*TASK DESCRIPTION*
Scan the records for the string "below" and copy every line that holds it.

*SUPPLIED DATA*
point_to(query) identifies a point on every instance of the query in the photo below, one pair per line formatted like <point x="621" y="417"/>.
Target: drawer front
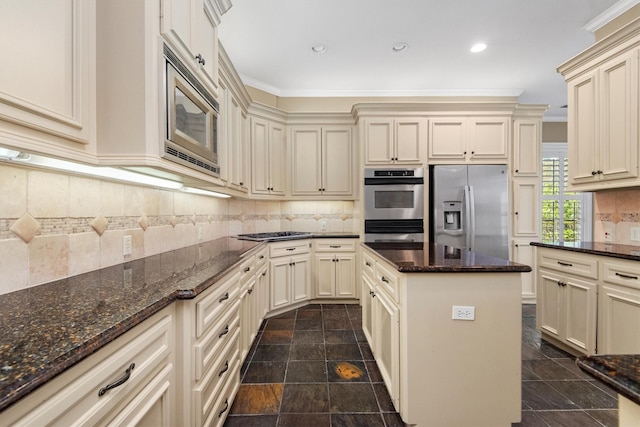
<point x="292" y="247"/>
<point x="622" y="273"/>
<point x="569" y="263"/>
<point x="330" y="245"/>
<point x="388" y="280"/>
<point x="211" y="307"/>
<point x="368" y="265"/>
<point x="79" y="396"/>
<point x="261" y="257"/>
<point x="225" y="371"/>
<point x="211" y="344"/>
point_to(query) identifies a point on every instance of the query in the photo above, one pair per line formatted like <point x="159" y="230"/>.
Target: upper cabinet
<point x="191" y="27"/>
<point x="469" y="139"/>
<point x="396" y="141"/>
<point x="603" y="96"/>
<point x="323" y="161"/>
<point x="47" y="76"/>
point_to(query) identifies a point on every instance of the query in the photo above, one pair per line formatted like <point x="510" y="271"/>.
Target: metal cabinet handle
<point x="118" y="382"/>
<point x="226" y="406"/>
<point x="225" y="332"/>
<point x="225" y="369"/>
<point x="626" y="276"/>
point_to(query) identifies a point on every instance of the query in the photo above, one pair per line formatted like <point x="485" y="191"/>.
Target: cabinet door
<point x="526" y="206"/>
<point x="410" y="136"/>
<point x="301" y="278"/>
<point x="259" y="156"/>
<point x="527" y="142"/>
<point x="619" y="307"/>
<point x="277" y="158"/>
<point x="548" y="309"/>
<point x="618" y="155"/>
<point x="280" y="282"/>
<point x="337" y="162"/>
<point x="378" y="141"/>
<point x="366" y="301"/>
<point x="386" y="332"/>
<point x="345" y="277"/>
<point x="524" y="253"/>
<point x="306" y="177"/>
<point x="47" y="77"/>
<point x="447" y="139"/>
<point x="582" y="126"/>
<point x="488" y="138"/>
<point x="580" y="311"/>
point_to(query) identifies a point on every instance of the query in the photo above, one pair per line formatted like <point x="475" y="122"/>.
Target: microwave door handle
<point x="472" y="219"/>
<point x="467" y="217"/>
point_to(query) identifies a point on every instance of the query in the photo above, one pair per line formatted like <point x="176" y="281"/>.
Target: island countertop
<point x="428" y="257"/>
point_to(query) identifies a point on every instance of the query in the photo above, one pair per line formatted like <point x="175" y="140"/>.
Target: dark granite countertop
<point x="621" y="372"/>
<point x="430" y="257"/>
<point x="597" y="248"/>
<point x="48" y="328"/>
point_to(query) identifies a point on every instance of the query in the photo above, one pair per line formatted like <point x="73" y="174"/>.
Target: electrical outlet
<point x="463" y="312"/>
<point x="126" y="245"/>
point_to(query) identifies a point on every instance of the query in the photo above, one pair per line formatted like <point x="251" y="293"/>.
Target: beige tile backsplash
<point x="618" y="211"/>
<point x="65" y="206"/>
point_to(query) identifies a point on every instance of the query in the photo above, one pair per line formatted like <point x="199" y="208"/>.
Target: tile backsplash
<point x="54" y="225"/>
<point x="616" y="212"/>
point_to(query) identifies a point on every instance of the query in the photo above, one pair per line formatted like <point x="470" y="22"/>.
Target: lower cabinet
<point x="131" y="381"/>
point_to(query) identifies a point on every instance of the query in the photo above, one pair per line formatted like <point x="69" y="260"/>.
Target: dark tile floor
<point x="313" y="367"/>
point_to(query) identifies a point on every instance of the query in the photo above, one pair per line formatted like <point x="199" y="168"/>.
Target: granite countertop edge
<point x="611" y="250"/>
<point x="616" y="371"/>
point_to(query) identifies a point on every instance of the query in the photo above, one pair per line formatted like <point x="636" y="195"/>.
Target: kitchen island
<point x="445" y="328"/>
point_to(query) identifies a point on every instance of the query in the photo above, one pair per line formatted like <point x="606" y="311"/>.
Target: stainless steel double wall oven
<point x="394" y="205"/>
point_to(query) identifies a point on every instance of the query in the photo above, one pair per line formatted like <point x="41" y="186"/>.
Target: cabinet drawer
<point x="622" y="273"/>
<point x="261" y="257"/>
<point x="212" y="343"/>
<point x="225" y="372"/>
<point x="288" y="248"/>
<point x="74" y="398"/>
<point x="216" y="303"/>
<point x="368" y="265"/>
<point x="388" y="280"/>
<point x="569" y="263"/>
<point x="328" y="245"/>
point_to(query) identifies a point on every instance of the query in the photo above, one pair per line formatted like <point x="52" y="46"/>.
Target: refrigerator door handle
<point x="467" y="217"/>
<point x="472" y="219"/>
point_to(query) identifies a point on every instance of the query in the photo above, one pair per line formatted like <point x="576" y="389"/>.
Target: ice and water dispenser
<point x="452" y="216"/>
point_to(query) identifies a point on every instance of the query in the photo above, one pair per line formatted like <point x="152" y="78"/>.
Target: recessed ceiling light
<point x="318" y="48"/>
<point x="478" y="47"/>
<point x="399" y="47"/>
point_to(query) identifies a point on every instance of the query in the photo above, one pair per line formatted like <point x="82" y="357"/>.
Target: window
<point x="566" y="215"/>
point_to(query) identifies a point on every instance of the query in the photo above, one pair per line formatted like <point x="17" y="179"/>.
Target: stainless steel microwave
<point x="192" y="119"/>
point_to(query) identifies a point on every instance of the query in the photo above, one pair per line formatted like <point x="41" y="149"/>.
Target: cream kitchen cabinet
<point x="290" y="273"/>
<point x="619" y="308"/>
<point x="130" y="381"/>
<point x="398" y="141"/>
<point x="47" y="77"/>
<point x="322" y="161"/>
<point x="469" y="139"/>
<point x="191" y="27"/>
<point x="334" y="268"/>
<point x="603" y="94"/>
<point x="567" y="299"/>
<point x="268" y="157"/>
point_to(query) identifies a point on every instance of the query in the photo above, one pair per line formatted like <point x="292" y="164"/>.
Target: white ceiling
<point x="269" y="43"/>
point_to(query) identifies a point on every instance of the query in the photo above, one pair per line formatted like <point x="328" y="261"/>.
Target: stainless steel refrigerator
<point x="469" y="208"/>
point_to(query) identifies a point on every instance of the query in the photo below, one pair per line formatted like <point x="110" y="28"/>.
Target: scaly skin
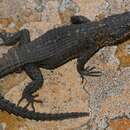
<point x="80" y="40"/>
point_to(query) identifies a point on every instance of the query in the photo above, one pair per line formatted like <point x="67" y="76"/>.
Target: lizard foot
<point x="89" y="71"/>
<point x="30" y="99"/>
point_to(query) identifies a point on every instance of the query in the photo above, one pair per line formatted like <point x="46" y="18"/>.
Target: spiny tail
<point x="11" y="108"/>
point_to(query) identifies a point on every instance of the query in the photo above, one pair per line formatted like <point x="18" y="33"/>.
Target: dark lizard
<point x="79" y="40"/>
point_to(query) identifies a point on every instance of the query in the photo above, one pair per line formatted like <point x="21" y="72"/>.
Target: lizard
<point x="80" y="40"/>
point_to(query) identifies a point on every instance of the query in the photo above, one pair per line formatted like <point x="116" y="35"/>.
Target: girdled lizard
<point x="79" y="40"/>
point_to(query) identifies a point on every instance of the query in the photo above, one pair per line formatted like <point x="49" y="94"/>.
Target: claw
<point x="30" y="99"/>
<point x="89" y="71"/>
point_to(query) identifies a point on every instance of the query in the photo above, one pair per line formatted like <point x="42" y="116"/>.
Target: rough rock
<point x="107" y="98"/>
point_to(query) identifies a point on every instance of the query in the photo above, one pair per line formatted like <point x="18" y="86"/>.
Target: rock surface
<point x="107" y="98"/>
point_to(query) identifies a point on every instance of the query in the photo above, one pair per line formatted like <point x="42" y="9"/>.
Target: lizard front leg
<point x="79" y="20"/>
<point x="23" y="37"/>
<point x="37" y="80"/>
<point x="88" y="71"/>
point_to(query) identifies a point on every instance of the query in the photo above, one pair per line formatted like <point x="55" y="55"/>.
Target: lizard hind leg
<point x="37" y="80"/>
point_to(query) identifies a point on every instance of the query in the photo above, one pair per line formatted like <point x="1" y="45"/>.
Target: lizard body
<point x="80" y="40"/>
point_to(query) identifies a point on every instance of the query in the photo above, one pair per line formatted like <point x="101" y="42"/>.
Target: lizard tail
<point x="11" y="108"/>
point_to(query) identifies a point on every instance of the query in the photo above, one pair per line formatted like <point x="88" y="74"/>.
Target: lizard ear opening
<point x="79" y="20"/>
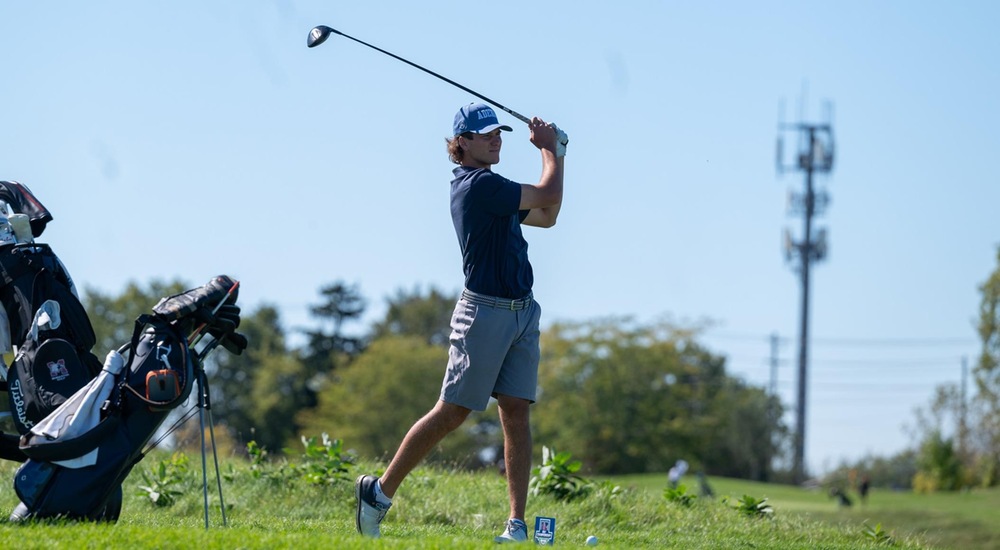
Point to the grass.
(962, 520)
(439, 508)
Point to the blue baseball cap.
(478, 119)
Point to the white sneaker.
(370, 511)
(514, 531)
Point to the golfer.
(494, 328)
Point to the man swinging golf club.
(495, 326)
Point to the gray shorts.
(493, 351)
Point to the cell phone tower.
(813, 155)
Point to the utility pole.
(963, 421)
(814, 155)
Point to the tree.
(415, 314)
(985, 431)
(249, 395)
(373, 401)
(632, 398)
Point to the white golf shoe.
(514, 531)
(370, 511)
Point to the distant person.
(842, 499)
(706, 489)
(676, 472)
(494, 348)
(863, 488)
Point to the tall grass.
(435, 508)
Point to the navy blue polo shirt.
(484, 208)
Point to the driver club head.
(318, 35)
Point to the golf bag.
(81, 453)
(82, 426)
(40, 317)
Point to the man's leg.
(427, 432)
(514, 416)
(422, 437)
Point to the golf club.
(319, 34)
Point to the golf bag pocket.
(49, 490)
(160, 369)
(42, 378)
(162, 386)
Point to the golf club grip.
(514, 114)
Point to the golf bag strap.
(9, 448)
(70, 448)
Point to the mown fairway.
(276, 507)
(966, 520)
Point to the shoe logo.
(58, 370)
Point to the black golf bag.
(77, 471)
(83, 427)
(41, 318)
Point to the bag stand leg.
(205, 407)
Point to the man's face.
(482, 150)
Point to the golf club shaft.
(515, 114)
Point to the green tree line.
(623, 396)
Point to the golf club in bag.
(82, 429)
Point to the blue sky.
(187, 139)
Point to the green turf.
(439, 508)
(964, 520)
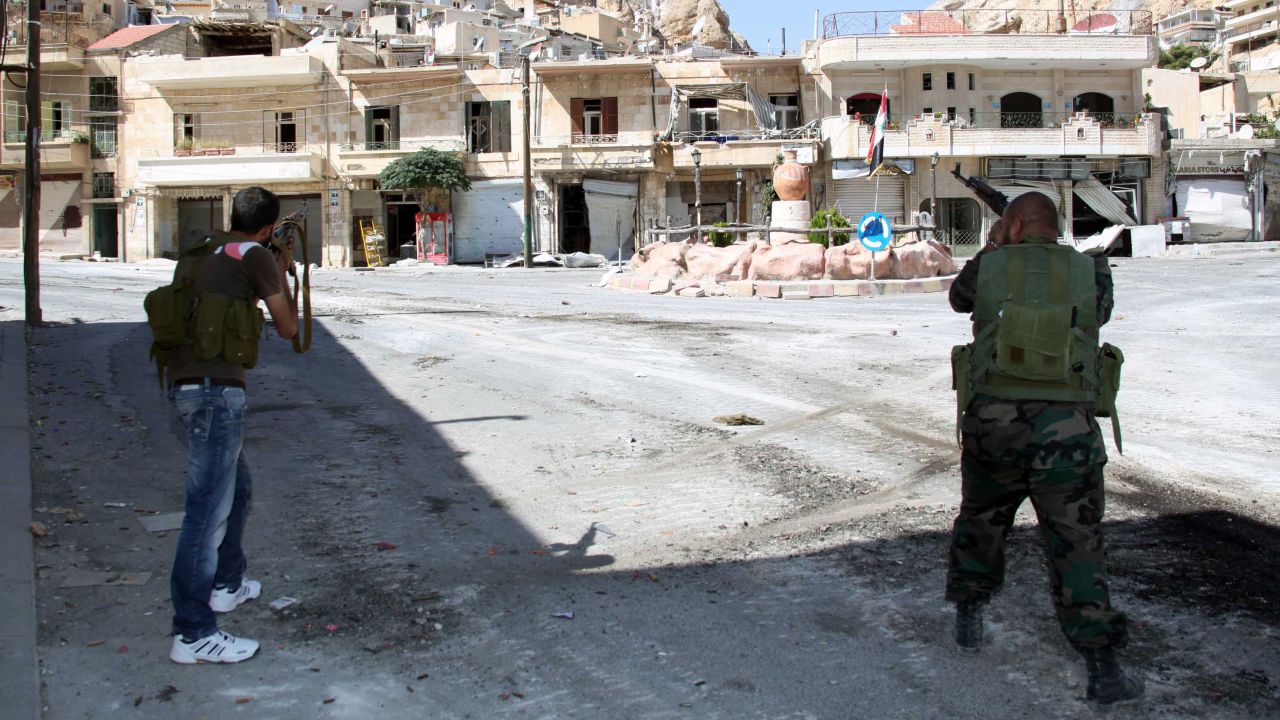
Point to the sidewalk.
(19, 678)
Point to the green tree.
(423, 172)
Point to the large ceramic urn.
(790, 178)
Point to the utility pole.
(529, 169)
(31, 180)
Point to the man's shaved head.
(1032, 213)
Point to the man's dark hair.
(254, 208)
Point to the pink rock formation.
(851, 261)
(661, 260)
(707, 261)
(922, 259)
(790, 261)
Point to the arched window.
(1100, 106)
(865, 106)
(1022, 110)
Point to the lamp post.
(737, 201)
(698, 191)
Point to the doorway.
(106, 231)
(575, 226)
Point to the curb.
(19, 669)
(789, 290)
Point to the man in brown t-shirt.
(209, 564)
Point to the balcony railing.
(403, 145)
(804, 132)
(986, 21)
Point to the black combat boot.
(1107, 682)
(969, 625)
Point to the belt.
(208, 382)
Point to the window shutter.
(609, 115)
(501, 123)
(575, 113)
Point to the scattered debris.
(736, 420)
(95, 578)
(161, 523)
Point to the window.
(55, 119)
(786, 110)
(595, 119)
(703, 115)
(382, 127)
(186, 130)
(284, 131)
(104, 185)
(489, 127)
(103, 95)
(103, 137)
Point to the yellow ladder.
(374, 241)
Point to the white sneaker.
(225, 601)
(218, 647)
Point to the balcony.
(257, 164)
(240, 71)
(58, 151)
(630, 150)
(903, 39)
(368, 159)
(1075, 135)
(740, 149)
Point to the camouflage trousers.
(1068, 504)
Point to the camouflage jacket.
(1033, 434)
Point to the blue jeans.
(218, 495)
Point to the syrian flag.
(876, 153)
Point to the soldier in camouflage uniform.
(1047, 451)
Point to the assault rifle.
(992, 197)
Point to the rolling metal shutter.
(488, 220)
(856, 196)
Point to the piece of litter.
(739, 419)
(92, 578)
(161, 523)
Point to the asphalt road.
(534, 446)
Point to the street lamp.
(737, 201)
(698, 191)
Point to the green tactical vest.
(1036, 324)
(214, 324)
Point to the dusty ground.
(531, 445)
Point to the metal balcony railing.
(403, 145)
(804, 132)
(995, 21)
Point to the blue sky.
(762, 21)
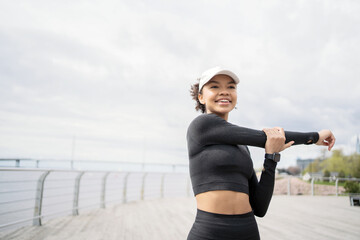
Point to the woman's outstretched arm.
(210, 129)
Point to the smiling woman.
(228, 193)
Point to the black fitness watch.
(274, 156)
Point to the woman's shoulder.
(207, 120)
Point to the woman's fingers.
(288, 144)
(275, 141)
(326, 138)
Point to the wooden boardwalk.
(289, 217)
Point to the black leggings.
(216, 226)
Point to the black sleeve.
(208, 129)
(260, 193)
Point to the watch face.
(276, 157)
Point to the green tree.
(326, 174)
(352, 187)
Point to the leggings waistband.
(220, 215)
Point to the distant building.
(303, 163)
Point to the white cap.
(210, 73)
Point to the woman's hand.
(326, 138)
(275, 141)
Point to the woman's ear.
(201, 98)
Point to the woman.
(225, 185)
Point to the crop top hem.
(237, 187)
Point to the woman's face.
(219, 95)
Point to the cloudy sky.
(114, 76)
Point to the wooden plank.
(289, 217)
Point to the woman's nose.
(224, 92)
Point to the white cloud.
(114, 73)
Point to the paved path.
(289, 217)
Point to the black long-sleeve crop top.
(220, 160)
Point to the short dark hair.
(194, 92)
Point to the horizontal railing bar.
(18, 181)
(15, 211)
(86, 171)
(56, 203)
(65, 187)
(19, 200)
(21, 190)
(93, 161)
(61, 180)
(91, 191)
(58, 195)
(115, 200)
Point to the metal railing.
(314, 188)
(92, 165)
(31, 195)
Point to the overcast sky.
(115, 75)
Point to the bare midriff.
(223, 202)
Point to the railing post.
(38, 199)
(337, 186)
(289, 186)
(188, 187)
(125, 187)
(312, 186)
(103, 192)
(76, 194)
(143, 186)
(162, 185)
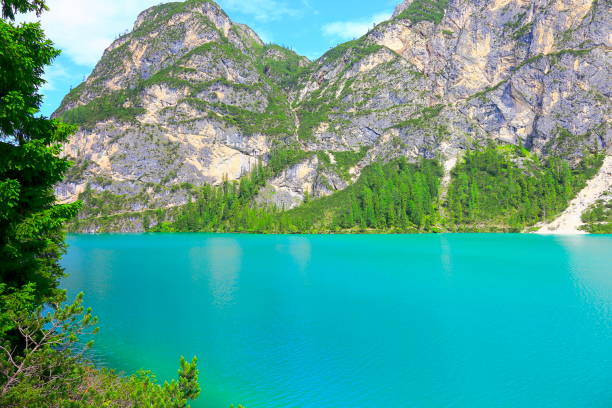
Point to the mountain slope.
(190, 98)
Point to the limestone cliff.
(189, 97)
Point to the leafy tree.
(31, 237)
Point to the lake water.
(370, 321)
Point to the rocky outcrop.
(190, 97)
(598, 188)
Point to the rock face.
(189, 97)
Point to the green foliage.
(284, 70)
(506, 188)
(103, 108)
(10, 7)
(425, 10)
(30, 222)
(395, 196)
(50, 370)
(46, 366)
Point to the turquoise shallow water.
(425, 321)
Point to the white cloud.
(84, 28)
(347, 30)
(263, 10)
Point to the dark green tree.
(31, 237)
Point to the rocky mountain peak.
(401, 7)
(190, 97)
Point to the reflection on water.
(300, 250)
(223, 257)
(590, 270)
(464, 321)
(445, 256)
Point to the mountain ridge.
(434, 80)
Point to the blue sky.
(84, 28)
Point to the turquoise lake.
(359, 321)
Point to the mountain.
(190, 98)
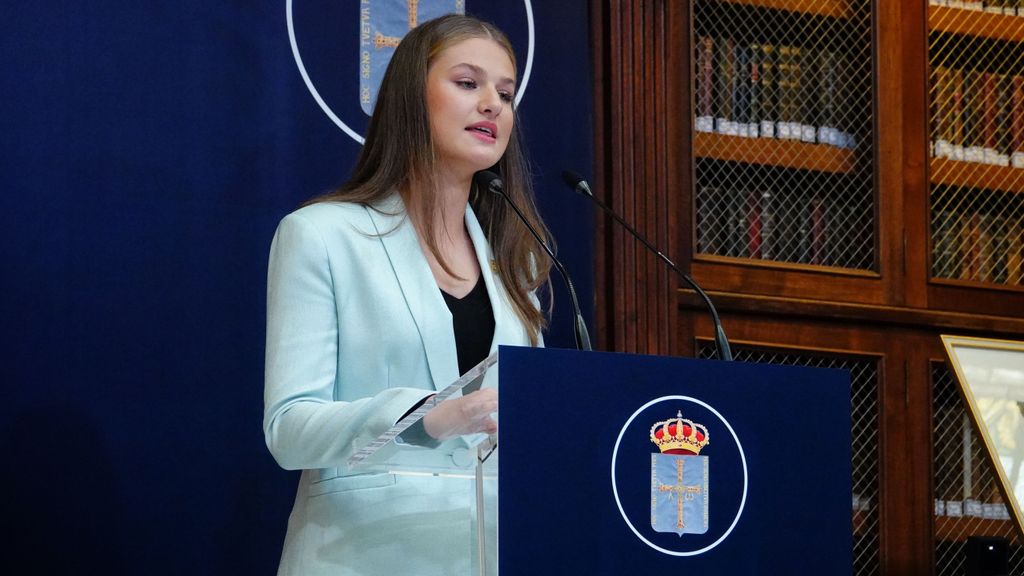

*TASK ANSWER*
point_to(query) identifies a point on every instance of the query in the photo below, one pair per line formatted like <point x="621" y="417"/>.
point_to(query) identifies a point on every instance of the query in the photo below, one pair per line formatted like <point x="110" y="28"/>.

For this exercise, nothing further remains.